Problem to solve:
Please show each line of the records below that contains the word "leaf".

*** Dataset ***

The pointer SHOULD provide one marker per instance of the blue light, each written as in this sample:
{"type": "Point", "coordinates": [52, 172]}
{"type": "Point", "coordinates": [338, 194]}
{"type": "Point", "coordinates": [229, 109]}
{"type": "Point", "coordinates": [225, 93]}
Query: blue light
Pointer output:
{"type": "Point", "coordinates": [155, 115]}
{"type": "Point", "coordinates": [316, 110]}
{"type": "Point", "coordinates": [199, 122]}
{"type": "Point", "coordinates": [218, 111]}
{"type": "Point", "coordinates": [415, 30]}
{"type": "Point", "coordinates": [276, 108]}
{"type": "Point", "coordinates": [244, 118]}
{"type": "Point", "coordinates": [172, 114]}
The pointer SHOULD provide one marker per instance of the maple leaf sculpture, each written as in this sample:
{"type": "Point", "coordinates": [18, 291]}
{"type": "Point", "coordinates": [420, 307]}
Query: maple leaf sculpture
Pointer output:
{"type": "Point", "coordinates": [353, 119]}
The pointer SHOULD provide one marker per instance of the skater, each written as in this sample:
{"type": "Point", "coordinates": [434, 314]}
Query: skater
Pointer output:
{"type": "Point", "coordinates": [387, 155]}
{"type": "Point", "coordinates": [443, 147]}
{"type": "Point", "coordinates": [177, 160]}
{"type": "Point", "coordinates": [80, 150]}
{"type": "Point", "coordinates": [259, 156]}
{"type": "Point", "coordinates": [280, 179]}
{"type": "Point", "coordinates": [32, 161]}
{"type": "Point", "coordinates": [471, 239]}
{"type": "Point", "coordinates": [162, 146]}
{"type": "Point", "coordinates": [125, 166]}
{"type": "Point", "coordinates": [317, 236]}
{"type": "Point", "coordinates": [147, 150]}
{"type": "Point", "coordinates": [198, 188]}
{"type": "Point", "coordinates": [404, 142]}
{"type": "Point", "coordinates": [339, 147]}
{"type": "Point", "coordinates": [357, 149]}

***
*** Dataset ***

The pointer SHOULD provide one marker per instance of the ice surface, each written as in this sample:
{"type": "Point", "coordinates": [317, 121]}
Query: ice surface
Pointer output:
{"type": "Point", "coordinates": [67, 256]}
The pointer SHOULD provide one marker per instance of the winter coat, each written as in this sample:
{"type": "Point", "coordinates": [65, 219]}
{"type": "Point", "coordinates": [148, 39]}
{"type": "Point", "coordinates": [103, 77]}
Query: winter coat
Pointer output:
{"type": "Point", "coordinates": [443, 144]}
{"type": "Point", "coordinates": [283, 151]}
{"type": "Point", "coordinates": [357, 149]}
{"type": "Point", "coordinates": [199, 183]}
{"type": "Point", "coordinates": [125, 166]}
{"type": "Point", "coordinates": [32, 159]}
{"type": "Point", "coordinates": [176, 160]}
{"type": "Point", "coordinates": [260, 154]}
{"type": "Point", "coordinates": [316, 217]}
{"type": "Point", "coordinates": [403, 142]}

***
*** Dataset ***

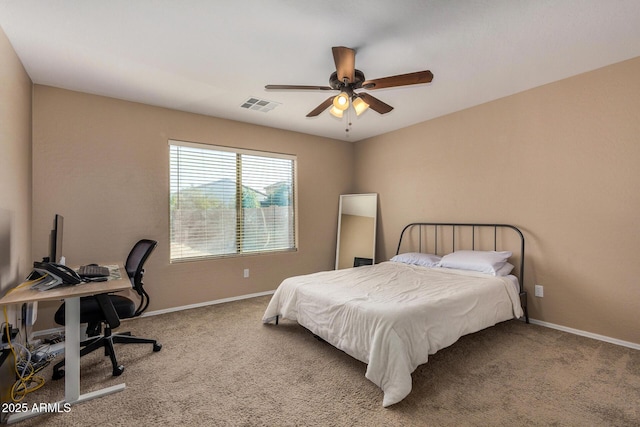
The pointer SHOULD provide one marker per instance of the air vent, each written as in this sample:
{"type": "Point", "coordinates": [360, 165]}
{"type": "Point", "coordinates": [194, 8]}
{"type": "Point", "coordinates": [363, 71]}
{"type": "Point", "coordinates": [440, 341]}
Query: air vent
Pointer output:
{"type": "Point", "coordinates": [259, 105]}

***

Result:
The pointer SHOULD provide one marker per instance of the maple leaf sculpture, each written as in this sample:
Query: maple leaf sculpture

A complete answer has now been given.